## Data supplied
-----
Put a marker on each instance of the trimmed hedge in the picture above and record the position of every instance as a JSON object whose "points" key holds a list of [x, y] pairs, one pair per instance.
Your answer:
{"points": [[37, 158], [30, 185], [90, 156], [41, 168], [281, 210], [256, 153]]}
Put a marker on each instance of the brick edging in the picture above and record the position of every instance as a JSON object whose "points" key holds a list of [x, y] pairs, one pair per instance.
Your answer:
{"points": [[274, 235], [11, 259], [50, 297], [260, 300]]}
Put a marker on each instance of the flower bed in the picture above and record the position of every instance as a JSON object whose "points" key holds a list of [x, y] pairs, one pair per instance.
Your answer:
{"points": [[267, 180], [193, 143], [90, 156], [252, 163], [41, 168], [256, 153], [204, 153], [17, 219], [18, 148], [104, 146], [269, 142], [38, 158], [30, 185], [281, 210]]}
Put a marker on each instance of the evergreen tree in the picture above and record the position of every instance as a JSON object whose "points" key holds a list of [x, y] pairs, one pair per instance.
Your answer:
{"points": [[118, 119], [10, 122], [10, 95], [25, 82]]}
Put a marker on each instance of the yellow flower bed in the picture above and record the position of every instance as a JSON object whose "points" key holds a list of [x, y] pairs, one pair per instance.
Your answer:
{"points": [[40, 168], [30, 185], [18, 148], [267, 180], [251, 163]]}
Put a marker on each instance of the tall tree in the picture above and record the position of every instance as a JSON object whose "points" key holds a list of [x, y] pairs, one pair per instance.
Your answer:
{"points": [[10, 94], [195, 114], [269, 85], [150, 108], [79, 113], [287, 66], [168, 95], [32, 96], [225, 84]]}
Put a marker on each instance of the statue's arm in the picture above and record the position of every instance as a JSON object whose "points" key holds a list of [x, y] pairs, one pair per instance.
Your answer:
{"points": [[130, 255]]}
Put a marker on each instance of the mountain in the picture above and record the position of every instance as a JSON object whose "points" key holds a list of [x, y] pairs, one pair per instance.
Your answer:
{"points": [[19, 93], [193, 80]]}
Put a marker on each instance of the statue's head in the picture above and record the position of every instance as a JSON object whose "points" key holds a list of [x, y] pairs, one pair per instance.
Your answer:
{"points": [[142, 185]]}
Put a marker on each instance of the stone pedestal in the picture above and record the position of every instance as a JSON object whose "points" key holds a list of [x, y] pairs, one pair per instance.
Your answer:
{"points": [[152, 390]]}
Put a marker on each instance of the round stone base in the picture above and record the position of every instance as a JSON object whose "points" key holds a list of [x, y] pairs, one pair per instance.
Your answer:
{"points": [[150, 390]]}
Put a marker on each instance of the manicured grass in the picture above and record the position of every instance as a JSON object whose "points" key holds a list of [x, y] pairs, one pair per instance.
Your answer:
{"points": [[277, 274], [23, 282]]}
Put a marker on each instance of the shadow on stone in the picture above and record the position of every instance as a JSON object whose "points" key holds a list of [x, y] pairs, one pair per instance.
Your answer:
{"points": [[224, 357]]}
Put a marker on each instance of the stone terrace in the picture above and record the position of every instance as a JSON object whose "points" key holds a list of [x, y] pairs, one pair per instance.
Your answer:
-----
## Exercise aim
Convert all of the rows above into a numbered list, omitting any blank lines.

## Result below
1. Put a marker on each instance of the trimmed hedge in the picture above and record the position of every instance as a JSON object whose "points" key holds a list of [x, y] pairs, one pair per instance.
2. Your answer:
3. {"points": [[37, 158], [30, 185], [90, 156], [41, 168], [281, 210], [256, 153]]}
4. Put a marker on each instance of the brick edging in the picture above and record the position of every instance as a JSON object whose "points" key holds a list of [x, y] pairs, one pair per instance.
5. Your answer:
6. {"points": [[274, 235], [11, 259], [50, 297], [260, 300]]}
7. Put a marker on each instance of the flower bed in the picture above and record the position of every instance as a JSON object whose "points" key holds a list of [x, y] pairs, one pair per instance.
8. Your answer:
9. {"points": [[267, 180], [193, 143], [90, 156], [252, 163], [41, 168], [256, 153], [204, 153], [17, 219], [18, 148], [104, 146], [269, 142], [38, 158], [30, 185], [281, 210]]}
10. Put a marker on each instance of the evergreen tree in the picture above and record the position of every instance as a JSON object whose "points" key holds a list of [x, y] pairs, one pair per instance.
11. Your answer:
12. {"points": [[118, 119], [10, 122], [10, 95], [25, 82]]}
13. Put a marker on each instance of the yellow flower bed in the picture above and record the position of every instance as a JSON object whose "points" key holds a list of [x, y] pairs, one pair per instance.
14. Your answer:
15. {"points": [[40, 168], [30, 185], [18, 148], [267, 180], [251, 163]]}
16. Put a marker on each instance of the tall tree in the picture above and record the position of every instance as a JSON object whose "points" key holds a list of [x, y] pairs, one pair per instance.
17. Your answer:
18. {"points": [[10, 94], [195, 114], [269, 85], [150, 108], [79, 113], [287, 66], [168, 95], [32, 96], [225, 84]]}
19. Put a marker on each instance of the statue's arm in the picture above and record the position of every instance as a JSON object whose "points" key holds a list of [x, y] pairs, one pair per instance.
20. Your answer:
21. {"points": [[130, 255]]}
22. Put a marker on each instance of the mountain in the picture above and record the position of every instance as a JSON object whose "points" key holds a list of [x, y] pairs, one pair per instance.
23. Your answer:
24. {"points": [[19, 93], [193, 80]]}
25. Put a marker on each instance of the statue's head in the picture above and record the position of every instance as a JSON object whose "points" key holds a list of [x, y] pairs, one pair per instance.
26. Your answer:
27. {"points": [[142, 185]]}
28. Put a marker on each instance of the stone pedestal in the picture above and record the position of every instance as a JSON object whose "points" key holds a list of [x, y] pairs, one pair per instance.
29. Your answer:
30. {"points": [[152, 390]]}
31. Put a marker on each instance of the round stone base in the picture above and record the position of every instance as a JSON object whose "points" key holds a list of [x, y] pairs, one pair per instance.
32. Your answer:
33. {"points": [[150, 390]]}
34. Put a marker on each instance of the manicured grass in the picture above and record the position of every instance as a JSON object whose "points" key holds a list of [x, y] pairs, one pair per instance.
35. Your answer:
36. {"points": [[277, 274], [23, 282]]}
37. Put a marker on each instance of the shadow on stone in the picture above and record the position of every instance as a JSON object whose "points" key holds a list of [x, y] pairs, one pair per instance.
38. Your answer:
39. {"points": [[224, 357]]}
40. Put a marker on each instance of the stone terrace in the picture above and record the position of every instance as a JSON object whose "points" key holds a list of [x, y] pairs, one pair per instance.
41. Your answer:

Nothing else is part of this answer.